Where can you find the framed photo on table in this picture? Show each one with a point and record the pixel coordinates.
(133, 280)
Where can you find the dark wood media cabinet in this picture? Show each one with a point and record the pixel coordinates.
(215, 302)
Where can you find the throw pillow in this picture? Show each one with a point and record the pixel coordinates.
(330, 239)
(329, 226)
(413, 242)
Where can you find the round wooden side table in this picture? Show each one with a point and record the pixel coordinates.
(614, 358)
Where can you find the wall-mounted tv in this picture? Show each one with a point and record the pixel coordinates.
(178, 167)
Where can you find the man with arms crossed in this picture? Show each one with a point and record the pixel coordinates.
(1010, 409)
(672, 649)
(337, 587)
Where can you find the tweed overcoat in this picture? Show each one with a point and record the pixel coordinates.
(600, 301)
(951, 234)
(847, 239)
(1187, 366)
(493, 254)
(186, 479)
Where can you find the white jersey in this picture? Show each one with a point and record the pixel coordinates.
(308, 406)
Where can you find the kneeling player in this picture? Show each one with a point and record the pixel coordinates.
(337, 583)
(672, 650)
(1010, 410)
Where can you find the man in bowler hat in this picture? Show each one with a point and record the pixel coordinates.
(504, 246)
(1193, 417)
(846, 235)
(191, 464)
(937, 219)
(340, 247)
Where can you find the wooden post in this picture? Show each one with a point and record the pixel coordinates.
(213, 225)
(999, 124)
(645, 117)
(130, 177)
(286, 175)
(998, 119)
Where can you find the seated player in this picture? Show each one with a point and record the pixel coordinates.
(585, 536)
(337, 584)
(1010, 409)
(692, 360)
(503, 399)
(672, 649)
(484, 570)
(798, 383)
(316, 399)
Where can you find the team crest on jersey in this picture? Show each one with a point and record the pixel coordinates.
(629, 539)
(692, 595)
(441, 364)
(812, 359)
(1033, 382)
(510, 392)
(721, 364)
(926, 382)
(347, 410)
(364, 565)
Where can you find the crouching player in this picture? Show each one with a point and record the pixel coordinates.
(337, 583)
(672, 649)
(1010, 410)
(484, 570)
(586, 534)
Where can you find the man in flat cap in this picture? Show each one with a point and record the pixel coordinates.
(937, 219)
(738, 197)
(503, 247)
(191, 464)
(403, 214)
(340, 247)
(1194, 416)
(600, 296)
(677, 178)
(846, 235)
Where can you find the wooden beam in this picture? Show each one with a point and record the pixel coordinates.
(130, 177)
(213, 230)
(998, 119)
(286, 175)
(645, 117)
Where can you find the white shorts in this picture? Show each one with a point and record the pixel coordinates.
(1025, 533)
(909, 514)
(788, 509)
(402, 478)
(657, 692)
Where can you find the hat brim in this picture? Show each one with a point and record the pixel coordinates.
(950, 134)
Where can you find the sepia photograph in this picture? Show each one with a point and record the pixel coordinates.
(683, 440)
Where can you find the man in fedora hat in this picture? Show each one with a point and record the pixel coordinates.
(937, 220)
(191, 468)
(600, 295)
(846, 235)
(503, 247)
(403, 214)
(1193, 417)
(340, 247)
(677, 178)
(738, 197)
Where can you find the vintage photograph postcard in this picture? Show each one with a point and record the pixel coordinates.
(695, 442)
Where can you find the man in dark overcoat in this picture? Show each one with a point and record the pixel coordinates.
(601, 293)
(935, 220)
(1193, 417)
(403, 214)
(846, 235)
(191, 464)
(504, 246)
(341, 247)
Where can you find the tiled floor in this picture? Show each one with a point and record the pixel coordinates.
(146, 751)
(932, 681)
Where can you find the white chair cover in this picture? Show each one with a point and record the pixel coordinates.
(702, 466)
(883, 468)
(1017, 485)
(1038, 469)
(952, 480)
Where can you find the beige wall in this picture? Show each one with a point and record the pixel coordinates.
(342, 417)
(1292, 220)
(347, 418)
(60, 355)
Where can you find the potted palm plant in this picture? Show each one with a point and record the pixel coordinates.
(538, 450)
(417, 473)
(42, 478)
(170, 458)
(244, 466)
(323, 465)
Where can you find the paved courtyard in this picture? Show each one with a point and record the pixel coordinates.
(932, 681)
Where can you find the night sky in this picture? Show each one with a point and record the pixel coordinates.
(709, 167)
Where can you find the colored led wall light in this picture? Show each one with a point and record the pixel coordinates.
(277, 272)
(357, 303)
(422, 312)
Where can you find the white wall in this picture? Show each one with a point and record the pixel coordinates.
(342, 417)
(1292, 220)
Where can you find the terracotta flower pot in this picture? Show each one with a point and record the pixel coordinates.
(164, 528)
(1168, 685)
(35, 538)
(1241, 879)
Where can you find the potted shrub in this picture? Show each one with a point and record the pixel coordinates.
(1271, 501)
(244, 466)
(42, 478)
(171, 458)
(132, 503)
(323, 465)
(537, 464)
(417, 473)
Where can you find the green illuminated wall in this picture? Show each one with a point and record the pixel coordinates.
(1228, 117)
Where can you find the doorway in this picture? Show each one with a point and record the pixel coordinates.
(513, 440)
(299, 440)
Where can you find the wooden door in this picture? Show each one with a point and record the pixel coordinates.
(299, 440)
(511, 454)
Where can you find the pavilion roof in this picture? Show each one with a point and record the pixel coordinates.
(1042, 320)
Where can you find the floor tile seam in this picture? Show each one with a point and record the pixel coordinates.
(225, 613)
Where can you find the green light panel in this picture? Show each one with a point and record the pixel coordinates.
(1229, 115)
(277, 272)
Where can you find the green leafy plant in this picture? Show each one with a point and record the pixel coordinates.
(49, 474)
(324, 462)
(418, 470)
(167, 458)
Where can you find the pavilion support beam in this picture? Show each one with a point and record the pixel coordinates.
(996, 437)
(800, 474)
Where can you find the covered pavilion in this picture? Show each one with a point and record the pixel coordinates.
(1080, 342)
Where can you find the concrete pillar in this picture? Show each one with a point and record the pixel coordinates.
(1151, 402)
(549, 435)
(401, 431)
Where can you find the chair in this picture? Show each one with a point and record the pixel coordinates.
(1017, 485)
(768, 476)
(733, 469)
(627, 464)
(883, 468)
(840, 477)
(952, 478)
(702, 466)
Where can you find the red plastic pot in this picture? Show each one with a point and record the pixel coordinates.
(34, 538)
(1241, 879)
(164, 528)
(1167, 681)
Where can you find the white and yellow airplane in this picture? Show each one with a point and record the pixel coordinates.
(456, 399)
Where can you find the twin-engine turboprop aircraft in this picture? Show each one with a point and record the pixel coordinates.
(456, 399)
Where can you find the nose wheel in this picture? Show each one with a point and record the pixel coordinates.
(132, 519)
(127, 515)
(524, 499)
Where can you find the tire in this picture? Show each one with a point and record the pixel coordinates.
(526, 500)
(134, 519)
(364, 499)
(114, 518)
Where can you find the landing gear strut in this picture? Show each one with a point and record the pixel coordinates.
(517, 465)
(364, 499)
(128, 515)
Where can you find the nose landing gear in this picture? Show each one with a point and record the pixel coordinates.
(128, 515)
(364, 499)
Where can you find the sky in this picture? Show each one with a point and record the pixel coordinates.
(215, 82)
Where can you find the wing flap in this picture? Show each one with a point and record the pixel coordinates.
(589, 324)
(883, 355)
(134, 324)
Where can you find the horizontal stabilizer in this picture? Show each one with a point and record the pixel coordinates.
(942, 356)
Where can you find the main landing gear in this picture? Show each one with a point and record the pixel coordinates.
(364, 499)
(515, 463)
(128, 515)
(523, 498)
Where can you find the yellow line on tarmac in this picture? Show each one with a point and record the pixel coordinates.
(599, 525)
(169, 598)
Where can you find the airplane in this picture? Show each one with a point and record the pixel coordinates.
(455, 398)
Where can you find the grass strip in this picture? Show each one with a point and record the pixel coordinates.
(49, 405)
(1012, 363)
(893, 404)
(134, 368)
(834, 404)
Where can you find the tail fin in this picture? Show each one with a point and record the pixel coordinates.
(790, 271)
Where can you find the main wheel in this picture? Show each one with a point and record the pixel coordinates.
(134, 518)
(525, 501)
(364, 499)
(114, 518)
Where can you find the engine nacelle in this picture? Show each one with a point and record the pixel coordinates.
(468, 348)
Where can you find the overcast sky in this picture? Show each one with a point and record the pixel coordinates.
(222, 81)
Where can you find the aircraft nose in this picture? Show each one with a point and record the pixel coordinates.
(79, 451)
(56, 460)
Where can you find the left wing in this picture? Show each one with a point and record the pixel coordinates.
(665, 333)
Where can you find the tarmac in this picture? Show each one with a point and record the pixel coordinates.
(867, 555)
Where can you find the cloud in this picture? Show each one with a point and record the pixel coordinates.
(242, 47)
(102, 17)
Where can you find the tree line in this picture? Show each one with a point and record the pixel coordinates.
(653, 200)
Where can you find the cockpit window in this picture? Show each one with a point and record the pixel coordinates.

::::

- WHAT THE EXERCISE ASKS -
Exactly the lines from the one containing "Where can you find the tarmac" through the end of the records should be reproduced, and no others.

- ANSWER TO THIS PROBLEM -
Where can you find the tarmac in this picture? Show each one with a point and record the pixel coordinates.
(867, 555)
Where can you find the cloud in this picture? Show each one with a point and record the pixel coordinates.
(242, 47)
(102, 17)
Where can you find the tree line in this picture? Show each one with a point and record the pixel coordinates.
(653, 200)
Where can you find the cockpit window in this picture? Show each one with a point and record the pixel coordinates.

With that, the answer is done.